Problem requirements. From the line with "Phrase: knit tank top" through the line with "Phrase: black braid", repeat the entries verbatim, both end lines included, and add nothing.

------ Supplied data

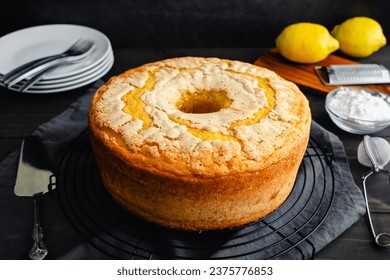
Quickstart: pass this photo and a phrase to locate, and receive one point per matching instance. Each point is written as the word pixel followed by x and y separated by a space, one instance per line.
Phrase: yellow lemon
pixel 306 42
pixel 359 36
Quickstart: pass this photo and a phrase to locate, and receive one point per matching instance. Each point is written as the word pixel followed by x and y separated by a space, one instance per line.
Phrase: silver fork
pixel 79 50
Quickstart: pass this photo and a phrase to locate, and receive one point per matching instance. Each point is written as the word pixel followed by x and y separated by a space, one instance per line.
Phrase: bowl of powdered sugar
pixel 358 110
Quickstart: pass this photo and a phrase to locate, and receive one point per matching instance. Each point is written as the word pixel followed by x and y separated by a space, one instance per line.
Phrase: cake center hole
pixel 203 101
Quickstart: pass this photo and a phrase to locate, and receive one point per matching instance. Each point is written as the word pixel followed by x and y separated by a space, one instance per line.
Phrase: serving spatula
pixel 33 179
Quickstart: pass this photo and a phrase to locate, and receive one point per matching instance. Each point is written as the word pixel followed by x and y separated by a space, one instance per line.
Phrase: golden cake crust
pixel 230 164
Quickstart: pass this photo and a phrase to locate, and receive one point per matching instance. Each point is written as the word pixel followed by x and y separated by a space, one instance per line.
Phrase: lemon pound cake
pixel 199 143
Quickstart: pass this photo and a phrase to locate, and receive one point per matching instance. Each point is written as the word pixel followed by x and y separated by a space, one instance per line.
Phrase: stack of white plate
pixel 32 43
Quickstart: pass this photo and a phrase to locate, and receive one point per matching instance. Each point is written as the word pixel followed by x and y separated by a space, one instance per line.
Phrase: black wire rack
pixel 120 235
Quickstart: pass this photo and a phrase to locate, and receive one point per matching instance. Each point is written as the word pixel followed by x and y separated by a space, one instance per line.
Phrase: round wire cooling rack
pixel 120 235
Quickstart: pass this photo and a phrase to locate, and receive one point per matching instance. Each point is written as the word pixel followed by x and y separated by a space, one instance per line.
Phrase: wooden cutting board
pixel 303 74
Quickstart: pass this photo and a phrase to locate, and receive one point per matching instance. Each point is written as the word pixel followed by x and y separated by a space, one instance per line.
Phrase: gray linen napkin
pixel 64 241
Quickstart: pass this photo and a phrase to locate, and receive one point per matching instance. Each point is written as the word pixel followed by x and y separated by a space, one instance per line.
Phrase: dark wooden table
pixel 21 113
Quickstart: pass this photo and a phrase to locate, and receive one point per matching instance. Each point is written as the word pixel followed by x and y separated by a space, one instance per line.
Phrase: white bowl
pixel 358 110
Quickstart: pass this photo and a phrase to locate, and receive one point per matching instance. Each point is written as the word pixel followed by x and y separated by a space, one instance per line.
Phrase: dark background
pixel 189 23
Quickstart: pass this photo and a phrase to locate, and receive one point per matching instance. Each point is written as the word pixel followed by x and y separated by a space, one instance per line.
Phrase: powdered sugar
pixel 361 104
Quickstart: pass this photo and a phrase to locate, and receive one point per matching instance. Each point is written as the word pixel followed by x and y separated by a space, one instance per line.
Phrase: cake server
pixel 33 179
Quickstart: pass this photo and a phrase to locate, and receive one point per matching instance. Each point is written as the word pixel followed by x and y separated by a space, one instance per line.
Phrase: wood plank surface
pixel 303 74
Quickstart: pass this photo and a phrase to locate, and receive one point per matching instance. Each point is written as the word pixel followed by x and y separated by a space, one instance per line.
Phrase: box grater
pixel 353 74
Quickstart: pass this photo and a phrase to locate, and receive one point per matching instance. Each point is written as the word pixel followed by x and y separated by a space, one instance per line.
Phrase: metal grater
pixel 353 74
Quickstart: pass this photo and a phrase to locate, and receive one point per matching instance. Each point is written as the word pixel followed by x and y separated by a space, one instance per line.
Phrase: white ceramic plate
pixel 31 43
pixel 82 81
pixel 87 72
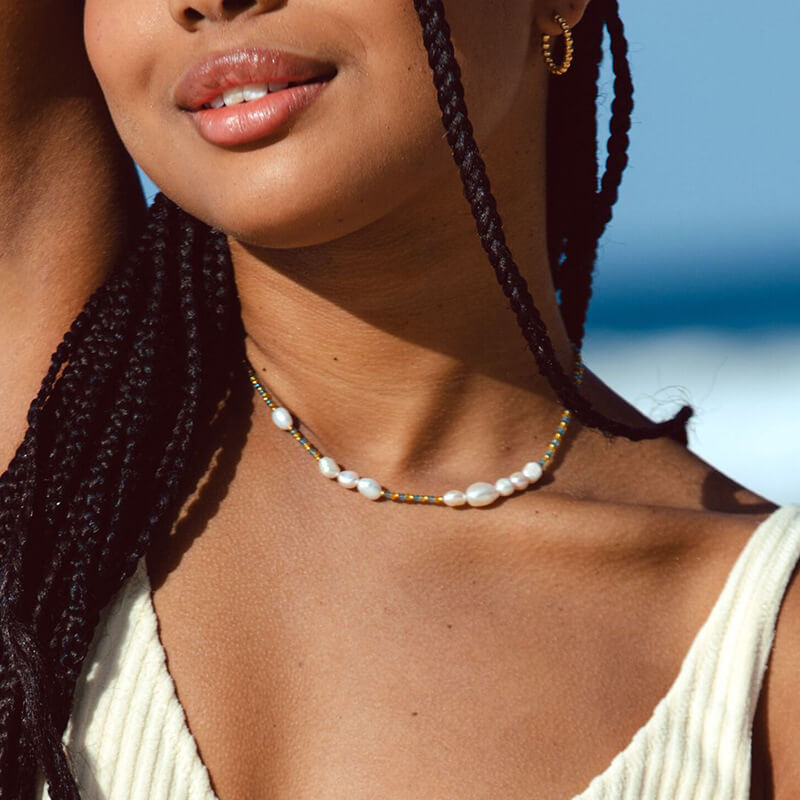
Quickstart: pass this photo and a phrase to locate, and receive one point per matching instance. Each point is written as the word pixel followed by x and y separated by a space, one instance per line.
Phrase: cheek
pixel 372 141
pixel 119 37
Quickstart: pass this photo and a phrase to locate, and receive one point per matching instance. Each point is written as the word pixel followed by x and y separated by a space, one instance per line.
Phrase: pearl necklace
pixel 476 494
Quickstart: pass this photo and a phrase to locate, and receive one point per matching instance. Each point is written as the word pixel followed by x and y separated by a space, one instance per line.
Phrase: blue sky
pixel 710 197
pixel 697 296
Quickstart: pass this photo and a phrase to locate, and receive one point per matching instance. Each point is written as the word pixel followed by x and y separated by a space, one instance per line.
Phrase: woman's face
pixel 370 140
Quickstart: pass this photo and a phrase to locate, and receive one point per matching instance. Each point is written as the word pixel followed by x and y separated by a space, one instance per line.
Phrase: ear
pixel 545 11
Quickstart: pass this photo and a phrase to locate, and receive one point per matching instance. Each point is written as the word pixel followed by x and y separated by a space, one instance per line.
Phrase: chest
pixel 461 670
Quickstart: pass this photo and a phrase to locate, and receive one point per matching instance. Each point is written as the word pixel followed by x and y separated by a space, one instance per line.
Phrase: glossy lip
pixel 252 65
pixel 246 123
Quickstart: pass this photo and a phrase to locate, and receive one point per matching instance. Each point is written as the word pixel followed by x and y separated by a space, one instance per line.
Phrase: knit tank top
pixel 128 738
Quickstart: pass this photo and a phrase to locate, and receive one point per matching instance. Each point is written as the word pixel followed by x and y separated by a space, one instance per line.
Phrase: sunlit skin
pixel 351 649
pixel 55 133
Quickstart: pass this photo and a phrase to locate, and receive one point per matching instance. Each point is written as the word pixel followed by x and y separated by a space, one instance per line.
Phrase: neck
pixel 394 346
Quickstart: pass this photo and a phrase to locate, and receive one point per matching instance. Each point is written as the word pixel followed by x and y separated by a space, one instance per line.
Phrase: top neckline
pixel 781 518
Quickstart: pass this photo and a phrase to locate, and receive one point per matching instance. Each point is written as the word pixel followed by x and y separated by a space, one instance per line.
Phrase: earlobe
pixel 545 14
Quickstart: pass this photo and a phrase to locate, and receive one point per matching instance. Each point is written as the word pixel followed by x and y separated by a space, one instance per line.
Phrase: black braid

------------
------ Supplied data

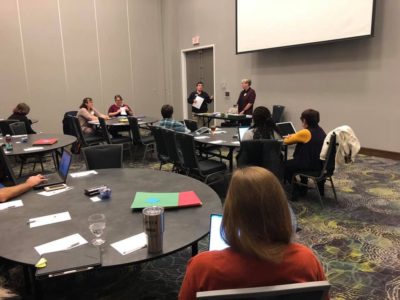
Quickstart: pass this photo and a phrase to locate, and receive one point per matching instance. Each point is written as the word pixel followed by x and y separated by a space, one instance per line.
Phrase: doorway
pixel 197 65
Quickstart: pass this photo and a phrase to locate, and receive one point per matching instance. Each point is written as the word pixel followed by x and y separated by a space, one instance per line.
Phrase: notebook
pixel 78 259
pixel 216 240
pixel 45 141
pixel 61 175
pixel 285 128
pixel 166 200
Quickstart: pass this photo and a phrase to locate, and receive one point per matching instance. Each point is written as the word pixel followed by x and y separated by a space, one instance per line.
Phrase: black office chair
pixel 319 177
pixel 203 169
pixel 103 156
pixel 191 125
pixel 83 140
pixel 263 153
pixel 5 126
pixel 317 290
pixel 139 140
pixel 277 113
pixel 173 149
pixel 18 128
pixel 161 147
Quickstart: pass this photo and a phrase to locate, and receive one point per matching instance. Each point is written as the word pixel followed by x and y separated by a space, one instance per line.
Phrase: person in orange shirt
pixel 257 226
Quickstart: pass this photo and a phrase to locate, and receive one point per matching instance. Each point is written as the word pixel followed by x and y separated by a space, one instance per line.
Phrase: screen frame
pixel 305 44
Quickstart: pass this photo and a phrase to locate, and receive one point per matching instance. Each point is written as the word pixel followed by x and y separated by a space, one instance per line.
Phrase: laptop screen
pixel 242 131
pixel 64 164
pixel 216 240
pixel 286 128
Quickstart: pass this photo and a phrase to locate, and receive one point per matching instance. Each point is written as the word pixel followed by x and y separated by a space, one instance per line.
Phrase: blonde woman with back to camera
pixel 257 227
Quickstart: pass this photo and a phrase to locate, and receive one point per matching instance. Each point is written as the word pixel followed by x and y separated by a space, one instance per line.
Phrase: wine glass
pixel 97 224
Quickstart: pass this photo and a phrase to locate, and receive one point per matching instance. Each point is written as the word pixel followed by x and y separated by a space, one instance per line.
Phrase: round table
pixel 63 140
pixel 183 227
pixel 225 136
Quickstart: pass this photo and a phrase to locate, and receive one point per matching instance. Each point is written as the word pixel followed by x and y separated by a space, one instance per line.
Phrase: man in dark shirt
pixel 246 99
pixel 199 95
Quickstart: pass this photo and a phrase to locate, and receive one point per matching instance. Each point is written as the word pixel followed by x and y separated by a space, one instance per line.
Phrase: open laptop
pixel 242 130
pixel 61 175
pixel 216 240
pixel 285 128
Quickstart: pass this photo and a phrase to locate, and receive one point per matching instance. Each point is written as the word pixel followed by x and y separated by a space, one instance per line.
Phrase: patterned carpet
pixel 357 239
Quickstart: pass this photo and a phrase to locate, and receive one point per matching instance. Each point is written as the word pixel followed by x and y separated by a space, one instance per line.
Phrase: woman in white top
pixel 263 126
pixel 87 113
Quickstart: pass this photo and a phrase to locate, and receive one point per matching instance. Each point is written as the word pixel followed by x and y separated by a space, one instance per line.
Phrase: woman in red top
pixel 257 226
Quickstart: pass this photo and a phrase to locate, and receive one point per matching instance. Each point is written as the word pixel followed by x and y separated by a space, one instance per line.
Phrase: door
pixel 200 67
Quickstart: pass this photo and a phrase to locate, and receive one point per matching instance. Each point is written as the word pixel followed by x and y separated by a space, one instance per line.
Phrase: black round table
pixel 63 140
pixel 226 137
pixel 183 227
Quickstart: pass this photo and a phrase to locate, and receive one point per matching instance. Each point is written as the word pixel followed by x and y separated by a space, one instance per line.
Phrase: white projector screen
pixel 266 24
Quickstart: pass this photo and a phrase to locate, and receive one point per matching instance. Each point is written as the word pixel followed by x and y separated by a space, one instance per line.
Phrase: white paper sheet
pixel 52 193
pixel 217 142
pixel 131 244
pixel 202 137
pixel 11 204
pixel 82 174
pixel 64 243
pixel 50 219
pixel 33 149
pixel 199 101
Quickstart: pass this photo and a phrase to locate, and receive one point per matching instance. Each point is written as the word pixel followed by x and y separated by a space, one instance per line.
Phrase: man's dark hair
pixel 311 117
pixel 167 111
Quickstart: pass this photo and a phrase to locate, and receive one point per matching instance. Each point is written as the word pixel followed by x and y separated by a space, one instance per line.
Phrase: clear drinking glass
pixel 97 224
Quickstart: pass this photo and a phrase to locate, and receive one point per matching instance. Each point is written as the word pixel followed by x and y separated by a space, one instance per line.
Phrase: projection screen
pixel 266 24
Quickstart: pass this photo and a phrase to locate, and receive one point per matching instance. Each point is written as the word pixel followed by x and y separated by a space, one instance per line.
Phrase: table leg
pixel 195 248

------------
------ Supplied data

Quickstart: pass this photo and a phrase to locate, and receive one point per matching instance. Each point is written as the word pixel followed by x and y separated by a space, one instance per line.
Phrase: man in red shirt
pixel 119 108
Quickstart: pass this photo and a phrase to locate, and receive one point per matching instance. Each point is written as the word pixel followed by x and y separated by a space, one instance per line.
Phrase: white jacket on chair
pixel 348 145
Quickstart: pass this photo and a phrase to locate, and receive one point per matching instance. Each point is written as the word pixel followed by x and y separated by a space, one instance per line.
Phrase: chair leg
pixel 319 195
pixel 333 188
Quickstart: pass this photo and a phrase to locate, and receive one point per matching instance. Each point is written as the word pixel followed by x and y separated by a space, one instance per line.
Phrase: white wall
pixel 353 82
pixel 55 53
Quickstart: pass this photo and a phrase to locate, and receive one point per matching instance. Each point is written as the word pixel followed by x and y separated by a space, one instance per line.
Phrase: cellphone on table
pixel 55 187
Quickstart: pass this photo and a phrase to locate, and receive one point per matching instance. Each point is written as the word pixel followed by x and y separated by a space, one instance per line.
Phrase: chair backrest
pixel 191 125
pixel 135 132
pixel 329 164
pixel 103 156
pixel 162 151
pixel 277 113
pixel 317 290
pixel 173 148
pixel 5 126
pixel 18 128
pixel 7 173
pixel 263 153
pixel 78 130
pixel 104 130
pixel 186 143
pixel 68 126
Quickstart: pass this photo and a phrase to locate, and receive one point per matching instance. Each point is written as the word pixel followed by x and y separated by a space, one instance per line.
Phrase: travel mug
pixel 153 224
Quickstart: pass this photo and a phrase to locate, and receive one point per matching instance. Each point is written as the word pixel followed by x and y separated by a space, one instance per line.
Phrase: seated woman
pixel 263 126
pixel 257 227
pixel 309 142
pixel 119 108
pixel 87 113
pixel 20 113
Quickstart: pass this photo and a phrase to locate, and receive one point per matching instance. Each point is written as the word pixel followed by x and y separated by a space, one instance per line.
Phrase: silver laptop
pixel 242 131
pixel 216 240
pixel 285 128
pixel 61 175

------------

Result.
Phrase: knit tank top
pixel 128 738
Quickstart: pass this photo and a phrase to locate, and receive one point per matching instance. Each point is written as the word pixel followed by x and y separated by a space, one instance per line.
Phrase: sunlit skin
pixel 351 649
pixel 55 133
Quickstart: pass this photo and a phrase to locate, and receive one point per matching instance. Each point is written as the word pixel followed by x and y separated by a space, one instance per line.
Phrase: neck
pixel 394 346
Quickstart: pass this photo and a phrase to locate, and receive one point per matching instance. Each point is written as the word pixel followed by x and y separated by a space, one instance per line.
Phrase: top neckline
pixel 781 518
Quickstart: pass this photo and a phrase to locate, and receive one point per matching instance. Each point is written as the word pixel followed by x and y separated by a space, one instance per line.
Phrase: earlobe
pixel 545 14
Quickstart: pass this photo and a phrase to locate, and receive one point per matching instance. Each point is written as the word pixel followed by x and y separated by a space, one instance per line.
Phrase: black braid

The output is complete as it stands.